▶ READING PASSAGE:
*****
The need for validation: Why women seek praise

The need for validation: Why women seek praise

Introduction

Most women have probably experienced the need for validation at some point in their lives. This need can be driven by a variety of factors, but it often stems from a lack of self-confidence. Women may feel that they need to receive praise from others to feel good about themselves. And while external validation can make us feel good in the short term, it’s quite troublesome in the long run. When we rely on others to make us feel good about ourselves, we’re giving them too much power over our happiness.

SO WHY IS IT THAT WOMEN OFTEN FEEL THE NEED FOR VALIDATION?

There are a few possible explanations:
First, many women are taught from a young age that their worth is based on their appearance and their achievements. As a result, they may feel that they need to prove themselves to others.
Additionally, women are often socialized to be caring and nurturing, which can make them more sensitive to the opinions of
others.
Lastly, many women have experienced sexism or discrimination in their lives, which can make them feel like they’re not good enough.
Ultimately the need for validation is a personal issue that each woman needs to explore and address on her own.
But it’s important to remember that we don’t need others to make us feel good about ourselves.  We can find our own sense of self-worth by looking within ourselves and cultivation our own inner strength.  And when we learn to love and accept ourselves, we won’t need others’ approval anymore.

Where does the need for validation come from in women?

Most women are socialized from an early age to seek validation from others. This comes from a historical need to appeal to others in order to survive.  Yes, up until very recently, and in some countries it is still the case, women did not have any power to own property, have a bank account or lines of credit, were not allowed to drive etc.  
 
This is all in our recent history.
 
Which means that our well-meaning influencers like our parents, teachers, mentors etc have all passed these messages to us today.

This need for approval can be seen in many different areas of life, but it is especially prevalent among women in traditionally male dominated environments such as STEM, Technology, Finance or Motorsport.
Unfortunately, seeking validation from others can be dangerous in the long run.
There are several reasons why women may feel the need to seek praise from their peers, but some of the most common reasons are a lack of self-confidence and a fear of being judged.
When we rely too much on the opinions of others, we put ourselves in a position where our happiness and self-worth are dependent on outside factors.
This can be a recipe for disaster because it’s impossible to control what other people think or say about us.

HOW WOMEN EXPERIENCE FEEDBACK

The above image is credited to the work of Tara Mohr, author of Playing Big.
*****
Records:
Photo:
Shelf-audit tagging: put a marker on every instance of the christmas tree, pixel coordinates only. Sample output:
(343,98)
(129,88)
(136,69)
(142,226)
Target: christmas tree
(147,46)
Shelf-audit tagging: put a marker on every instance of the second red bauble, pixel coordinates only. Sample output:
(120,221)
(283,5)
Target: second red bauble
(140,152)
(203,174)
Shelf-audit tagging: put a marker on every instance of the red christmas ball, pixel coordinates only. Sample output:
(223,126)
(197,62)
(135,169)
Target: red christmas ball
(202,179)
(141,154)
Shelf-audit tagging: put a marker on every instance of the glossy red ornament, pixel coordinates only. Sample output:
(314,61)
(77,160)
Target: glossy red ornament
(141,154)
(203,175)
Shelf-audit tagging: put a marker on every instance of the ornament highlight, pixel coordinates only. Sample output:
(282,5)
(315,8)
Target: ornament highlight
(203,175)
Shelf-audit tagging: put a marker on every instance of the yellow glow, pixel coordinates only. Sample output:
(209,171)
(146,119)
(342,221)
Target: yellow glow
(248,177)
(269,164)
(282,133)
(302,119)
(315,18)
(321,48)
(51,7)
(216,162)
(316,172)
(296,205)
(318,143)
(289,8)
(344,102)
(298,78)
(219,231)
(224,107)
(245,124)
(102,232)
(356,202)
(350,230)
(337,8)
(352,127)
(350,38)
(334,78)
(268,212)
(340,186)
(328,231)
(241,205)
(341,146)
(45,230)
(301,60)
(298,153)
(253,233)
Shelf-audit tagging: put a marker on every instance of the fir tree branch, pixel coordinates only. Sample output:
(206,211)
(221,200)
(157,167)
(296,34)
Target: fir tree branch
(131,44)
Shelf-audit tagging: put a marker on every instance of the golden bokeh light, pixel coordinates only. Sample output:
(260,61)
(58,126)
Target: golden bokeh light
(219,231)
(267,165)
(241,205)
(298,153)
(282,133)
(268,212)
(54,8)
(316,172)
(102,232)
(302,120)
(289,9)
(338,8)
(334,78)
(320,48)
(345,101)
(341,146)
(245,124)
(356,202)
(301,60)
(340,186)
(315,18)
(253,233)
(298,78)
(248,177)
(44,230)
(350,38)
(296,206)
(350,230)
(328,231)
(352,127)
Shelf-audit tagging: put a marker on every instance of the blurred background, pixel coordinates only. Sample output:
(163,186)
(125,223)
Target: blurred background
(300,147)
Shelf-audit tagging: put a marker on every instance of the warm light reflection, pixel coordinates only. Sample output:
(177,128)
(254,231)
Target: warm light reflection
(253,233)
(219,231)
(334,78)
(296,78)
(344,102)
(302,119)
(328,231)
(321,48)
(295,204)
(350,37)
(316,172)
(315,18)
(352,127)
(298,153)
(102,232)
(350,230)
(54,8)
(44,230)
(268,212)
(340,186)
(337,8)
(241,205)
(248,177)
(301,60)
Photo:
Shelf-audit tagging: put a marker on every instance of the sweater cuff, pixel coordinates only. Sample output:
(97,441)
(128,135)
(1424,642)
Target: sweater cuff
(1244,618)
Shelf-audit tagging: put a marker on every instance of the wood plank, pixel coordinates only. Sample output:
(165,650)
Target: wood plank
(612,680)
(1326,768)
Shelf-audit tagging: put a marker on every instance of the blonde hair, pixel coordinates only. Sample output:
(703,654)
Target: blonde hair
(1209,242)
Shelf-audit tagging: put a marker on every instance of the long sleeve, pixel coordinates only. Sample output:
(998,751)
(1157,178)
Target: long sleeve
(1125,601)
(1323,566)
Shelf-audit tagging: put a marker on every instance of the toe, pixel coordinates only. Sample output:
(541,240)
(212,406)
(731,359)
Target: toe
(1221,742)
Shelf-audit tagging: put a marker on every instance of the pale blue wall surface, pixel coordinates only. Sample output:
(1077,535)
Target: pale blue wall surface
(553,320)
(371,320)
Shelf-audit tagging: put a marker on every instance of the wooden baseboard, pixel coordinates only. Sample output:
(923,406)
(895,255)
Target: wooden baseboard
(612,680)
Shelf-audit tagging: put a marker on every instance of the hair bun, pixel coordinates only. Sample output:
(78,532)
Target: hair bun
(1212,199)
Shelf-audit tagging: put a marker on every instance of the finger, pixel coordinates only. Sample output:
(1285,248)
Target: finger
*****
▶ TO DO:
a. Which traditionally male-dominated environments does the text on women's need for validation name as places where the need for approval is especially prevalent?
b. Write a continuation of the text on women's need for validation, starting right after its final sentence.

▶ WRITTEN RESPONSES:
a. STEM, Technology, Finance, Motorsport

b.
Women experience feedback very differently to men.

Women have an energetic sense of others, they can literally feel others’ energy and judgement.

Women experience more personal feedback than men. What I mean by that is that women are more likely to receive feedback on their appearance and personality over their performance.

Women have a far more relationship focused approach. Many women seek harmony and fear conflict. 

As previously mentioned, women experience feedback on their appearance suggesting that their worth is linked to how they look.

Growing up being told to be a ‘good girl’ and not rocking the boat has left women struggling outside of environments where the rules are clear and distinct. Good girl conditioning also leads to putting others before self, and staying quiet, believing that others have more worthy points of view.

And finally historical survival. Women NEEDED the approval of men and those in power in order to survive.  They had to appeal to others.

What are the problems with seeking validation externally?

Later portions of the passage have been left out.